● Extract provided:

Students are increasingly choosing majors the way investors choose stocks: by chasing the highest expected return. But when artificial intelligence is reshaping the labor market, that strategy may be riskier than it appears.
Every year, I watch some of my brightest students leave economics for actuarial science.
I understand why. Actuarial science is respected, stable and well paid. Yet I often wonder what is being lost.
The problem is not actuarial science. The problem is the assumption that higher education should primarily be a financial optimization exercise.
That assumption is becoming increasingly common just as artificial intelligence is making the future of work harder to predict than it has been in decades.
In effect, we are asking 18-year-olds to optimize for a labor market that may not exist by the time they reach middle age.
Students are increasingly told to choose a major the way investors choose stocks: by chasing the highest expected return. Yet this advice assumes that we know which occupations will thrive 20 or 30 years from now. We do not.
It also assumes that students already know enough about themselves to make such decisions wisely. That assumption may be even more questionable.
By the time students arrive at college, most have spent 12 or more years in highly structured environments. Their schedules have been organized for them. Their courses largely chosen for them. Their extracurricular activities often selected with admissions in mind.
Students become very good at meeting expectations. What they often do not become good at is discovering themselves.
Imagine walking into a Chinese buffet and deciding beforehand that you will eat only orange chicken because everyone says it is the most popular dish.
You ignore everything else, fill your plate, and leave.
You have missed the opportunity to discover foods you might enjoy more. But you have also made a bet that orange chicken will remain the most desirable item forever.
That is essentially what many students are doing when they choose a major primarily on the basis of today’s salary rankings.
The problem is that the menu is changing.
Artificial intelligence is already reshaping occupations across the economy. Some tasks are being automated. Others are being transformed. Entire career paths are evolving in ways that nobody fully understands.
No one knows with confidence which occupations will command the greatest rewards 20 years from now. Yet many students are behaving as though such forecasts were reliable.
Interestingly, many discussions of the future workforce emphasize adaptability, creativity, curiosity, communication and lifelong learning. These are not the products of premature specialization. They are the products of exploration.

● Exercises to complete:
**a.** Name the qualities that, according to the essay on choosing majors, many discussions of the future workforce emphasize.
**b.** In the entries, change every "gravel" to "ballast" in the lines starting at the one containing "Query: gravel beside track" and ending at the one containing "385), (261, 386)]]". Leave everything else in those lines as it is, and give back only those lines.
The essay and the entries have no connection to each other.

Collected data:
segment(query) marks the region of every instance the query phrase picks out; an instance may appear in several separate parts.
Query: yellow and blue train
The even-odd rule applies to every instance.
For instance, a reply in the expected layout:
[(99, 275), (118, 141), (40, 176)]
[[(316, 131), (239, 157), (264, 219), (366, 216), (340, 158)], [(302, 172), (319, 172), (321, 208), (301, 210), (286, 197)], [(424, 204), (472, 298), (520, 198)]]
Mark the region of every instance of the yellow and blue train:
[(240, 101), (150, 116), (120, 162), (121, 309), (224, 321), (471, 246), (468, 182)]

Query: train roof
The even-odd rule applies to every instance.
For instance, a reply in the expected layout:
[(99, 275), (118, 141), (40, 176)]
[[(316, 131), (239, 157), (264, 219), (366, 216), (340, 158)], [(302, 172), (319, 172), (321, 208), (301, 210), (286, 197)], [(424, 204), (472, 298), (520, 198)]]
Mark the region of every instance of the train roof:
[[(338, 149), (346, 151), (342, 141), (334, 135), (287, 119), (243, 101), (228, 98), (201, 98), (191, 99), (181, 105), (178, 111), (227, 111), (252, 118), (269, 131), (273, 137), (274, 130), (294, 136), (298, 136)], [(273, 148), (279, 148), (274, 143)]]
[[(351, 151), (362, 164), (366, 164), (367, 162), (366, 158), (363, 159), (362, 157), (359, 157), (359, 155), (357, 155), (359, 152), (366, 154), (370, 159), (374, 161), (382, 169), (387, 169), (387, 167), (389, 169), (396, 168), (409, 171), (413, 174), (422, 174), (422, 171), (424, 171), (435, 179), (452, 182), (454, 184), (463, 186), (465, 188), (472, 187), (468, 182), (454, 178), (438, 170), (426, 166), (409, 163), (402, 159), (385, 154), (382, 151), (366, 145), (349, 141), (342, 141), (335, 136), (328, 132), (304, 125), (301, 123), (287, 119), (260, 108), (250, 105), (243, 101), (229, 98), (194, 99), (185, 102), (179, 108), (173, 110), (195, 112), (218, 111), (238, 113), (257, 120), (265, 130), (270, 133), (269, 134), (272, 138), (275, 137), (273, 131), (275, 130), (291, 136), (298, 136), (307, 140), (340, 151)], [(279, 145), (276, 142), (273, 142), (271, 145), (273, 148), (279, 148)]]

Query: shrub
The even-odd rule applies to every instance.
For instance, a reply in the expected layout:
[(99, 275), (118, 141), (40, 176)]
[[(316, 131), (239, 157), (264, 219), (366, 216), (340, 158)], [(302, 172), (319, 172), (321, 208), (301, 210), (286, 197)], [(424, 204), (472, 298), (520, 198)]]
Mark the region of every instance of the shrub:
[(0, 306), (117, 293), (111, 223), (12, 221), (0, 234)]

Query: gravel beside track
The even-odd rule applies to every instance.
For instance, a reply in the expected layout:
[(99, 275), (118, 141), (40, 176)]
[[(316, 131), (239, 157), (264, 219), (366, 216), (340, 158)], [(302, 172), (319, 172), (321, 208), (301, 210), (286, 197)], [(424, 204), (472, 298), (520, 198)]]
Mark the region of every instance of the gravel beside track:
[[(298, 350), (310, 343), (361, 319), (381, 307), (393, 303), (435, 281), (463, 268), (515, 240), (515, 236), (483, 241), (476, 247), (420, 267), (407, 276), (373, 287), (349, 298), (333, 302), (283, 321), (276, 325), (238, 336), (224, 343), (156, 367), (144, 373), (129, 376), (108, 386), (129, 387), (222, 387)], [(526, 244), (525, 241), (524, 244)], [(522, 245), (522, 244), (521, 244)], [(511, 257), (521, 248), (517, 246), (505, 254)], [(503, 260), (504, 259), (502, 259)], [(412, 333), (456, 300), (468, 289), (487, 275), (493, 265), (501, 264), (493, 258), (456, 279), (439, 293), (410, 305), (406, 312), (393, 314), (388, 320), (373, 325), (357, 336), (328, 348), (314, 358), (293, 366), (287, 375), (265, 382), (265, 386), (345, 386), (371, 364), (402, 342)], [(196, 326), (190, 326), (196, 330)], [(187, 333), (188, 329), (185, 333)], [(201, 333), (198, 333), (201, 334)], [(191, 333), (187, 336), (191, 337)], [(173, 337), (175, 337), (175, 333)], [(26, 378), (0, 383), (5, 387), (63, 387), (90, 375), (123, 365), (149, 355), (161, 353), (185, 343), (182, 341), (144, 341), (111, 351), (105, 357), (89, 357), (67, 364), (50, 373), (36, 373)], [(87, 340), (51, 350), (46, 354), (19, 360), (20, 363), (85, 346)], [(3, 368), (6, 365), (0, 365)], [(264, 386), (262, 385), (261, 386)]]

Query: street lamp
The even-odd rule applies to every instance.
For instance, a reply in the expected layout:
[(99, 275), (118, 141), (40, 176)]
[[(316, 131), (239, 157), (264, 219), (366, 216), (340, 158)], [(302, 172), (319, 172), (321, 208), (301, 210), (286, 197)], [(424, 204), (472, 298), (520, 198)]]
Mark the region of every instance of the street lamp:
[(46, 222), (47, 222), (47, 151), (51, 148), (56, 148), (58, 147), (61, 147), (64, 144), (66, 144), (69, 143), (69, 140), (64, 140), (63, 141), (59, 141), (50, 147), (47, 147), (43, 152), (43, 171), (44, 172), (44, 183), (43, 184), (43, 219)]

--

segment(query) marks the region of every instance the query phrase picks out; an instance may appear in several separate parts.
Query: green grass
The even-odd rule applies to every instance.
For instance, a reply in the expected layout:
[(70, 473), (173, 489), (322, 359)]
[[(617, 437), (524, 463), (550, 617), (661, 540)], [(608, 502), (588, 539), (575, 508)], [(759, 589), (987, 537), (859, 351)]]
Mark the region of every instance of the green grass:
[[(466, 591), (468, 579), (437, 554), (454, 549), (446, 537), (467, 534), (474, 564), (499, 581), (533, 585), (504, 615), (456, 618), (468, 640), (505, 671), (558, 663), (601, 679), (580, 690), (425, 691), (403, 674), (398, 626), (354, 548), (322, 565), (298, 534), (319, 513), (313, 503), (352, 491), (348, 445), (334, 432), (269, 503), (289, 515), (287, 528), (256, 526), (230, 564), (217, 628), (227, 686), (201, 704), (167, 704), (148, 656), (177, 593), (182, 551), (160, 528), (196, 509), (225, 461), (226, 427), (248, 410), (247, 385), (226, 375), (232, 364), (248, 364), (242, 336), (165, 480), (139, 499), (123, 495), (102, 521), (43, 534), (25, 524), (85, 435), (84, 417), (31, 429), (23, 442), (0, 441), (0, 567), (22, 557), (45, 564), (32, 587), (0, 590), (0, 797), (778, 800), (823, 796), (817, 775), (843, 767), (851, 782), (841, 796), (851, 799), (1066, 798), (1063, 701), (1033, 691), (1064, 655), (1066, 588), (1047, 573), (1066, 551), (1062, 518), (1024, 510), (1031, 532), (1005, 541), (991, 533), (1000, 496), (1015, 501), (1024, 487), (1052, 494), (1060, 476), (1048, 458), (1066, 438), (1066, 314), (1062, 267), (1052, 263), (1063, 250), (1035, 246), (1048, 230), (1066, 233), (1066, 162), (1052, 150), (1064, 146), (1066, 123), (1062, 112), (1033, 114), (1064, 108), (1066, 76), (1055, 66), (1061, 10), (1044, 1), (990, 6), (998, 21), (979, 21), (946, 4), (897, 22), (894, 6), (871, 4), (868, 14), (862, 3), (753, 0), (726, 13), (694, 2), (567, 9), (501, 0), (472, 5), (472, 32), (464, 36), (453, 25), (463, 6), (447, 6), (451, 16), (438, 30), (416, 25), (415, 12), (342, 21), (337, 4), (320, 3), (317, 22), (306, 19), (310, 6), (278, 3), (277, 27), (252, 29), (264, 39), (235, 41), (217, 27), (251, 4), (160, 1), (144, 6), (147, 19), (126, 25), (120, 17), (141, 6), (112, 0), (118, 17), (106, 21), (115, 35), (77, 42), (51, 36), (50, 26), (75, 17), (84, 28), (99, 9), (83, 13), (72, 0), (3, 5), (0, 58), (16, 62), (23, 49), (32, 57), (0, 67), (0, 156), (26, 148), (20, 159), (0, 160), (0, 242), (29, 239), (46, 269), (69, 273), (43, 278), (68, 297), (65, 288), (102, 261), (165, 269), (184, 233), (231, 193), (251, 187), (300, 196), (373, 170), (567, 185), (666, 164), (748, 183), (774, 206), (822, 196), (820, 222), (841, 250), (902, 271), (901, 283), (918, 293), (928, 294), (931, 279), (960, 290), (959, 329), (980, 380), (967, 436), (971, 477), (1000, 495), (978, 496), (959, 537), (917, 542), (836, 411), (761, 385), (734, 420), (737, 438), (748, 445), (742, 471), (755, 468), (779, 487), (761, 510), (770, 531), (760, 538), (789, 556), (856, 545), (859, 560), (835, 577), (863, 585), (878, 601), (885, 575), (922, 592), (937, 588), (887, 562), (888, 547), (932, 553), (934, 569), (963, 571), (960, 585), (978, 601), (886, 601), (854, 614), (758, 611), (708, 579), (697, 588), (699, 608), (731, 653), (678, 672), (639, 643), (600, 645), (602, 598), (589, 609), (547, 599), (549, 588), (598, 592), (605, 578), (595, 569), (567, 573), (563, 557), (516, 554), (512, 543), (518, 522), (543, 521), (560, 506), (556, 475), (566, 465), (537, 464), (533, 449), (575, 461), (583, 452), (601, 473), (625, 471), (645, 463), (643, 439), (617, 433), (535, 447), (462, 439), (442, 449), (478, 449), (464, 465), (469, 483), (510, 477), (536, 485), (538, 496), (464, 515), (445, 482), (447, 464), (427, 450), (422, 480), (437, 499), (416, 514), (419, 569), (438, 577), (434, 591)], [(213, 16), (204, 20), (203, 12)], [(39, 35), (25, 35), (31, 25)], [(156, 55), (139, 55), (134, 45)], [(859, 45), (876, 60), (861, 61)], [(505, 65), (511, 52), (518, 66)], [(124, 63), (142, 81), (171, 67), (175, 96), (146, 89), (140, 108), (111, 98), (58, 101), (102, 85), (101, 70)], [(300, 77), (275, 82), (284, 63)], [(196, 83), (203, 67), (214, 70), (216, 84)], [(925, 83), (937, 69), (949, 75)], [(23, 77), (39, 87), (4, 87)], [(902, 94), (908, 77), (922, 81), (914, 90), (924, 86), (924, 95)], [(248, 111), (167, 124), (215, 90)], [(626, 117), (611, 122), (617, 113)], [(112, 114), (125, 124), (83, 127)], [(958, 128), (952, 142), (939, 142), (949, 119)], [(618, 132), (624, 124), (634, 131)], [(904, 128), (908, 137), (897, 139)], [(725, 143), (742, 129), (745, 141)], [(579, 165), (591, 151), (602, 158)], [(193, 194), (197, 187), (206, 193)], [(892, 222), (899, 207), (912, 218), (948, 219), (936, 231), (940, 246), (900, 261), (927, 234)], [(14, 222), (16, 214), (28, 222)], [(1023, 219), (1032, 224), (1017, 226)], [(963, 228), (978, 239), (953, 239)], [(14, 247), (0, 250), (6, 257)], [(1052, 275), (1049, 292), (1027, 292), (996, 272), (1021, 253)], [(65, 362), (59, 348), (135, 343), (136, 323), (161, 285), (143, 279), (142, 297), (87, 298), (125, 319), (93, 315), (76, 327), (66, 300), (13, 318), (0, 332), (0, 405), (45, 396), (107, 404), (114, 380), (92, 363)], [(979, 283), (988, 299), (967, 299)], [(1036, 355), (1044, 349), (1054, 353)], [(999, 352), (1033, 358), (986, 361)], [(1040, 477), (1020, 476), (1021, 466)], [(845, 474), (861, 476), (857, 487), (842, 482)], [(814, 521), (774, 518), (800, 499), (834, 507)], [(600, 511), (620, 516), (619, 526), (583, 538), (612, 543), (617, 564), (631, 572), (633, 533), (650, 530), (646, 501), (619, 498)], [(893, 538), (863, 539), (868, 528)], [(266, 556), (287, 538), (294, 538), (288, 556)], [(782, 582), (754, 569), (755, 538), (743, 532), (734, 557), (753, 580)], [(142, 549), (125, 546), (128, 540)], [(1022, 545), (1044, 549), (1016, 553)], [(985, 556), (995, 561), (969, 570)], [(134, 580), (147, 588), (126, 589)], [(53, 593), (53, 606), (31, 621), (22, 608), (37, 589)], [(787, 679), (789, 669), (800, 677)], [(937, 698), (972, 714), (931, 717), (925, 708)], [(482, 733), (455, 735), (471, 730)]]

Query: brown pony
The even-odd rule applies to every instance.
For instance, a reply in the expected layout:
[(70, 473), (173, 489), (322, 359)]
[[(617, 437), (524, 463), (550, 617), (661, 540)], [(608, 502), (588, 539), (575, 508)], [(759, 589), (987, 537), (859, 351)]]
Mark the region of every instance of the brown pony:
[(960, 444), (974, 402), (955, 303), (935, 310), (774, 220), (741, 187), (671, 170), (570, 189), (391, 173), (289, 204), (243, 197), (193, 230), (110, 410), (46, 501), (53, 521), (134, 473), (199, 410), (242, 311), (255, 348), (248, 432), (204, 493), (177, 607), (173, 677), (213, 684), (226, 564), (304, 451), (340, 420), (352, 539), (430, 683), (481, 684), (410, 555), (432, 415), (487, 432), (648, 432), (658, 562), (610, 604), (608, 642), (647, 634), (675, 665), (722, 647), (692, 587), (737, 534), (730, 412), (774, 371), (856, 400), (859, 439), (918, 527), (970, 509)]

==

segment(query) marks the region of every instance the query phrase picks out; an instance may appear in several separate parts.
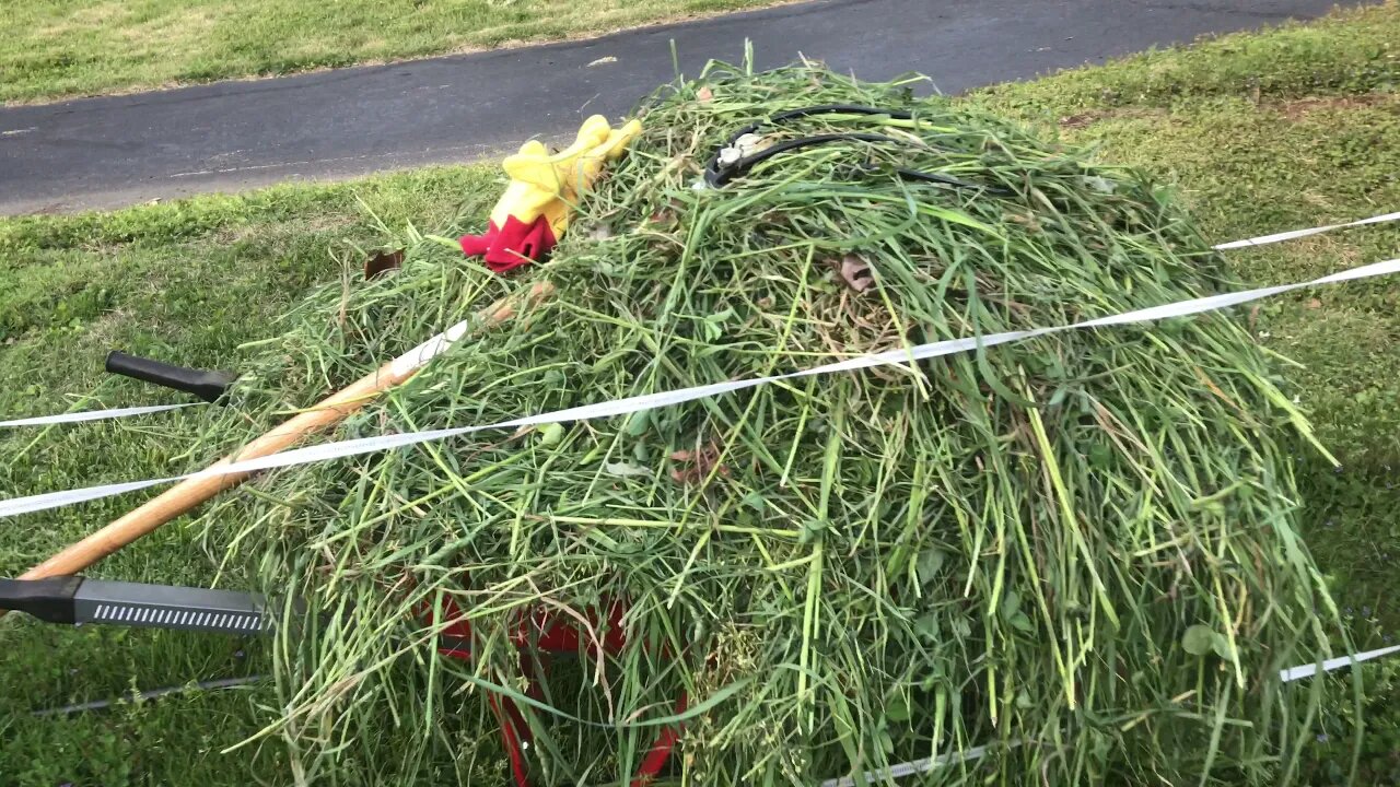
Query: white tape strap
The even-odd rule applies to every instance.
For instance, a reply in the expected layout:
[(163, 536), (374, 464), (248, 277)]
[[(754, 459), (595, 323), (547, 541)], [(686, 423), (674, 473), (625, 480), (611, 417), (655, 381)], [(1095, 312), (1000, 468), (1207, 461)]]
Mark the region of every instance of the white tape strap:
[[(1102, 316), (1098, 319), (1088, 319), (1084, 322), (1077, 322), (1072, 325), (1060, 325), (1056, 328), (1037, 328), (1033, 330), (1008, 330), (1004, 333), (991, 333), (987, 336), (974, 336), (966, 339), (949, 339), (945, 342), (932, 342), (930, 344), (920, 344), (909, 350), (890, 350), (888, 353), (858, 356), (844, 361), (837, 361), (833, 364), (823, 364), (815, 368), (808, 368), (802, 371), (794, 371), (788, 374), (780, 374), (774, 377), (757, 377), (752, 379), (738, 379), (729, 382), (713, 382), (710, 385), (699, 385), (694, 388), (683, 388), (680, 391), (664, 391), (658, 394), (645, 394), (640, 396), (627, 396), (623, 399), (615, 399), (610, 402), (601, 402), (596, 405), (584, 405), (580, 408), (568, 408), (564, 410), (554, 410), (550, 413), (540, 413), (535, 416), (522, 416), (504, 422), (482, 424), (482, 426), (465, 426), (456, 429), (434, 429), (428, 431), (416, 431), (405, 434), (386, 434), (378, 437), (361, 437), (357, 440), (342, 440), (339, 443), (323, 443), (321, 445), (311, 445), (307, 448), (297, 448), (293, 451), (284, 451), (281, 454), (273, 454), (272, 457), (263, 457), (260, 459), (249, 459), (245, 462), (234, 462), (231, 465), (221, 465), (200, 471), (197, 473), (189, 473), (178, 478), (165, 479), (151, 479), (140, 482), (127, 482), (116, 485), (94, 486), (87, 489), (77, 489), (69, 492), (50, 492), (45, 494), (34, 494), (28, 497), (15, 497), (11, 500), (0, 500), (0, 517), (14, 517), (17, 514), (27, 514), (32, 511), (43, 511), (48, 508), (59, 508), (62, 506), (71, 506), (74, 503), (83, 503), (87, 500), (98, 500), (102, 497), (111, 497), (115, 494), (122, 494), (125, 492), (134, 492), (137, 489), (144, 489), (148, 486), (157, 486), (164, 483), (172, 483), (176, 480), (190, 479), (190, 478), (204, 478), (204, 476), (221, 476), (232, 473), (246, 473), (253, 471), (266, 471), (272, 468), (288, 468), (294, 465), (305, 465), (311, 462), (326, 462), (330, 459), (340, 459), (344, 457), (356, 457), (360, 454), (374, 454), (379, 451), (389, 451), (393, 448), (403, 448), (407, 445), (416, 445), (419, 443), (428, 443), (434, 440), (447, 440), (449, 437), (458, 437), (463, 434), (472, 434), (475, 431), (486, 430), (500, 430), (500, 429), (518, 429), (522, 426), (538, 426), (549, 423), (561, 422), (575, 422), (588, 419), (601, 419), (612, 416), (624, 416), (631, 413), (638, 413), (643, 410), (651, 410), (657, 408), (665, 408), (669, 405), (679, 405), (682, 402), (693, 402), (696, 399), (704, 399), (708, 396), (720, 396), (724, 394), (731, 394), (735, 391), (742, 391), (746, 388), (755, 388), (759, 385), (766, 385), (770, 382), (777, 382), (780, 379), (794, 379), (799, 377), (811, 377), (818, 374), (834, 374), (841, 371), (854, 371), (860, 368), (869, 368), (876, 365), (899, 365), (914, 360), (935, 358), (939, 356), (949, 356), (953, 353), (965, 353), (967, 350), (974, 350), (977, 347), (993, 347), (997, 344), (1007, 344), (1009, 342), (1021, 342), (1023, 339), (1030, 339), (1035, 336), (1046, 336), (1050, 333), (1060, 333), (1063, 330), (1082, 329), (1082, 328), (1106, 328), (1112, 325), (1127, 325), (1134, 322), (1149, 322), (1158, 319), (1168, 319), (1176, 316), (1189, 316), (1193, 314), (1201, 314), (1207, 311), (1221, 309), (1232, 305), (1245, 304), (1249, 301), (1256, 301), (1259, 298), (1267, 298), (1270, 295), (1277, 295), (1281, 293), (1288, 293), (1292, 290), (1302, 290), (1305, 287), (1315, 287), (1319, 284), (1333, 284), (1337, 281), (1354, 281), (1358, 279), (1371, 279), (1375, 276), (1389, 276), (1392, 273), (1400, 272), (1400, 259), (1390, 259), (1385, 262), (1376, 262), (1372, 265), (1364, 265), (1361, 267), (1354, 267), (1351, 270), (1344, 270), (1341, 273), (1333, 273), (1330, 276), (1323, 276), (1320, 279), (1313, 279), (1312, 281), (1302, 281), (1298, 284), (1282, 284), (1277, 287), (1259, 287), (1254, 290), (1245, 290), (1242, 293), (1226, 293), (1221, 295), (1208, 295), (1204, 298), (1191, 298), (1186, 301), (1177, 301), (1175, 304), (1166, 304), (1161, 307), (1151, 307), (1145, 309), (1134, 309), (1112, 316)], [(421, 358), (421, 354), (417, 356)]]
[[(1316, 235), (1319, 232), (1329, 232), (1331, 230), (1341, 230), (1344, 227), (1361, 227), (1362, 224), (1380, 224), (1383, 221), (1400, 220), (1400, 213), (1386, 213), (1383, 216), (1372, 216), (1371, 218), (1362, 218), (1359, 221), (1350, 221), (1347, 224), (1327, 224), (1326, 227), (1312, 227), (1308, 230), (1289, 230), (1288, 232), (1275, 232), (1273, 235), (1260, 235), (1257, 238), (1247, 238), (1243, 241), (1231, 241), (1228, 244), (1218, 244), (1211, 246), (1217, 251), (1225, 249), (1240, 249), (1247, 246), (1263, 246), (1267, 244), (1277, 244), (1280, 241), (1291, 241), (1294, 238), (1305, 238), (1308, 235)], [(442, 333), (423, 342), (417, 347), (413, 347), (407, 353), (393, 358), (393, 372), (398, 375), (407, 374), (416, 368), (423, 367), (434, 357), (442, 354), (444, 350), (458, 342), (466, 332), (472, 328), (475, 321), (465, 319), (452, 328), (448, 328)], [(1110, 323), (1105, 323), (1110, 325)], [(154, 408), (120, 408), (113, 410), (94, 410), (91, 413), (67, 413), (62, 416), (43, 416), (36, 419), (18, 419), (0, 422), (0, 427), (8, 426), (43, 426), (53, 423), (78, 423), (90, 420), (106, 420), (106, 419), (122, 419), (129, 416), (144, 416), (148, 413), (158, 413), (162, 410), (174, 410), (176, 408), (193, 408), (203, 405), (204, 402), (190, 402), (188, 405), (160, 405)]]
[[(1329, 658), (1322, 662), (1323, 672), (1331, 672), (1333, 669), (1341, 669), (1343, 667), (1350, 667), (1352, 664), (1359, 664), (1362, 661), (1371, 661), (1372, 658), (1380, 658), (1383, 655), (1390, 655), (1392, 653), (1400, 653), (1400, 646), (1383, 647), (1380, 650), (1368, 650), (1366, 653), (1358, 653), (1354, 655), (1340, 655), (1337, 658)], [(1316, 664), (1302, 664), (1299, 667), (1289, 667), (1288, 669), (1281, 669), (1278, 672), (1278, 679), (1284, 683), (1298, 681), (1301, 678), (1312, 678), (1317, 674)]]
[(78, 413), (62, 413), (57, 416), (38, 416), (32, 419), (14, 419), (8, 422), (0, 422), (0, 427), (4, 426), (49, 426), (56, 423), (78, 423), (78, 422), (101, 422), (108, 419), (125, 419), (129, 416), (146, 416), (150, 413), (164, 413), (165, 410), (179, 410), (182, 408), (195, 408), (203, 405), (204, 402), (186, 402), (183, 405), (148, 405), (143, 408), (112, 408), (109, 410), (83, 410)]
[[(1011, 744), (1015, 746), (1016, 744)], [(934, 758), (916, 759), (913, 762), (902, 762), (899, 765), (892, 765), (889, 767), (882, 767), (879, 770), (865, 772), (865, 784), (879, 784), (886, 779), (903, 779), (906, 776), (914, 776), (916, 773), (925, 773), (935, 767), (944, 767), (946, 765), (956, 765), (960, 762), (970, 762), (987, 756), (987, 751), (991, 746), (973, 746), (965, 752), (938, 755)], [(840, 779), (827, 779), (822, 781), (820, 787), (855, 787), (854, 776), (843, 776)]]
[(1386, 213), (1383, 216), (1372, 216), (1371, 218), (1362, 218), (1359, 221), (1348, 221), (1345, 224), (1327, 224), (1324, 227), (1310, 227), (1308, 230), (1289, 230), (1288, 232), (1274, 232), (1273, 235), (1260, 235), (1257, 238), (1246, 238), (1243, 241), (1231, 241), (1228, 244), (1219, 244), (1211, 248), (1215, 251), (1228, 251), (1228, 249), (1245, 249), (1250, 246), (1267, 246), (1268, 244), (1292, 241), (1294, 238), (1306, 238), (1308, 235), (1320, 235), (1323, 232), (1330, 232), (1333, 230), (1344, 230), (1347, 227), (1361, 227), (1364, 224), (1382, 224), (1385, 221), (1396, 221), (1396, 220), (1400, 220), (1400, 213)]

● Outputs for the tasks:
**a.** Adaptability, creativity, curiosity, communication, and lifelong learning.

**b.**
Query: ballast beside track
The even-odd rule applies to every instance.
For instance, a reply in the expected layout:
[(99, 275), (118, 141), (40, 176)]
[[(316, 131), (239, 157), (264, 219), (366, 216), (340, 158)], [(302, 172), (319, 172), (321, 208), (301, 210), (286, 197)], [(424, 204), (472, 298), (520, 198)]]
Mark the region of every instance of the ballast beside track:
[[(298, 350), (310, 343), (361, 319), (381, 307), (393, 303), (435, 281), (463, 268), (515, 240), (515, 236), (483, 241), (476, 247), (420, 267), (407, 276), (373, 287), (349, 298), (333, 302), (283, 321), (276, 325), (238, 336), (224, 343), (156, 367), (144, 373), (129, 376), (108, 386), (129, 387), (222, 387)], [(526, 244), (525, 241), (524, 244)], [(522, 245), (522, 244), (521, 244)], [(511, 257), (521, 248), (517, 246), (505, 254)], [(503, 260), (504, 259), (502, 259)], [(412, 333), (456, 300), (468, 289), (487, 275), (493, 265), (501, 264), (493, 258), (456, 279), (439, 293), (410, 305), (406, 312), (393, 314), (388, 320), (373, 325), (357, 336), (328, 348), (314, 358), (293, 366), (287, 375), (265, 382), (265, 386), (345, 386), (371, 364), (402, 342)], [(196, 326), (190, 326), (196, 330)], [(187, 333), (188, 329), (185, 333)], [(201, 333), (198, 333), (201, 334)], [(191, 333), (187, 336), (191, 337)], [(173, 337), (175, 337), (175, 333)], [(26, 378), (0, 383), (5, 387), (63, 387), (90, 375), (123, 365), (149, 355), (161, 353), (185, 343), (182, 341), (144, 341), (111, 351), (105, 357), (89, 357), (67, 364), (50, 373), (36, 373)], [(87, 340), (51, 350), (46, 354), (19, 360), (20, 363), (85, 346)], [(3, 368), (6, 365), (0, 365)], [(264, 386), (262, 385), (261, 386)]]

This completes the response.